## Required action
The reply should contain the full listing exactly as written and no pictures at all.

## Data to process
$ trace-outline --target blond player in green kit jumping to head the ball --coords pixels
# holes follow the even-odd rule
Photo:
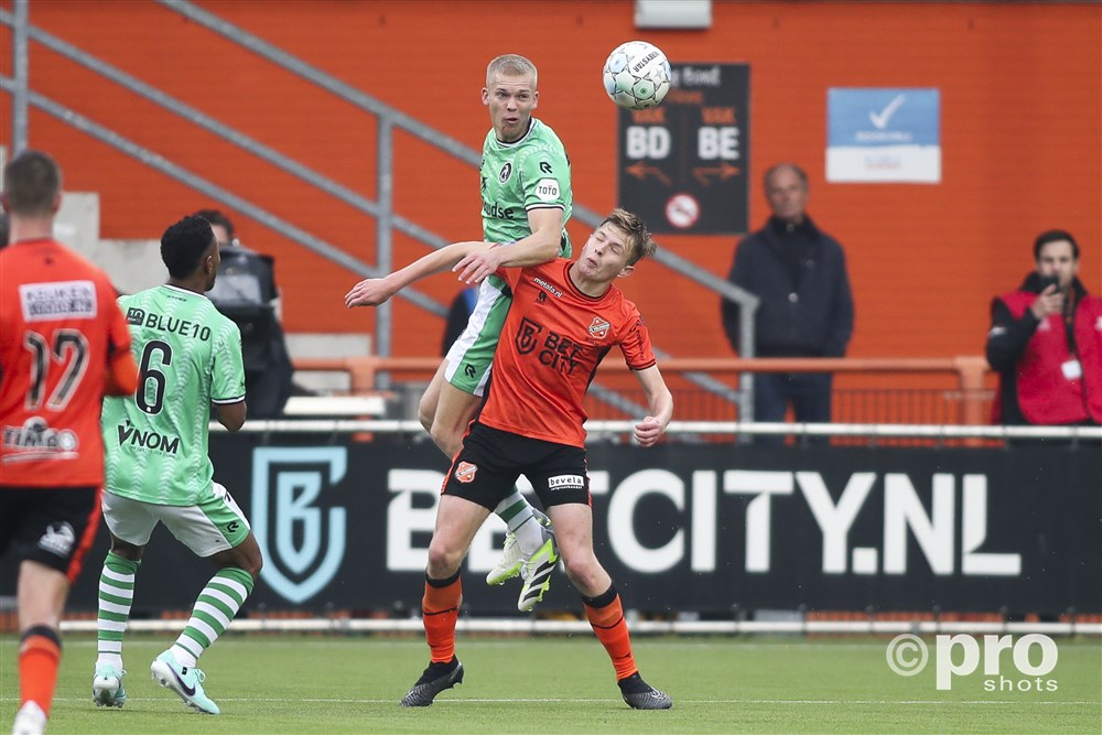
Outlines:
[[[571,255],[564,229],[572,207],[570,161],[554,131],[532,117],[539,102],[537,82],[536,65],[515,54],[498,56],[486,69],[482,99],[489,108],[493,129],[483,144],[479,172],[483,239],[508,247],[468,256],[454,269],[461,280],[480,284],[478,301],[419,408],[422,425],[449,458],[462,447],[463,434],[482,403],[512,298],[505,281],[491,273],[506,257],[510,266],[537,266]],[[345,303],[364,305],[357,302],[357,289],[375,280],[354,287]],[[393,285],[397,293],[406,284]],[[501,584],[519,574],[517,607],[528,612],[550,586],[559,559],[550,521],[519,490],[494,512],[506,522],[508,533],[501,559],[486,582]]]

## Task solution
$ trace-outline --target blond player in green kit jumping to head the ball --coords pixels
# holes follow the even-odd rule
Photo:
Outlines:
[[[571,255],[564,229],[572,207],[570,161],[554,131],[532,117],[539,102],[537,82],[536,65],[515,54],[498,56],[486,69],[482,99],[489,108],[493,129],[483,144],[479,172],[483,239],[508,247],[468,256],[454,269],[461,280],[480,284],[478,301],[419,408],[422,425],[449,458],[462,447],[463,434],[482,403],[512,298],[505,281],[491,273],[506,257],[510,266],[537,266]],[[345,303],[364,305],[357,302],[357,289],[375,280],[354,287]],[[393,285],[397,293],[406,284]],[[501,584],[519,574],[517,607],[528,612],[550,586],[559,559],[550,521],[519,490],[494,512],[506,522],[508,533],[501,559],[486,582]]]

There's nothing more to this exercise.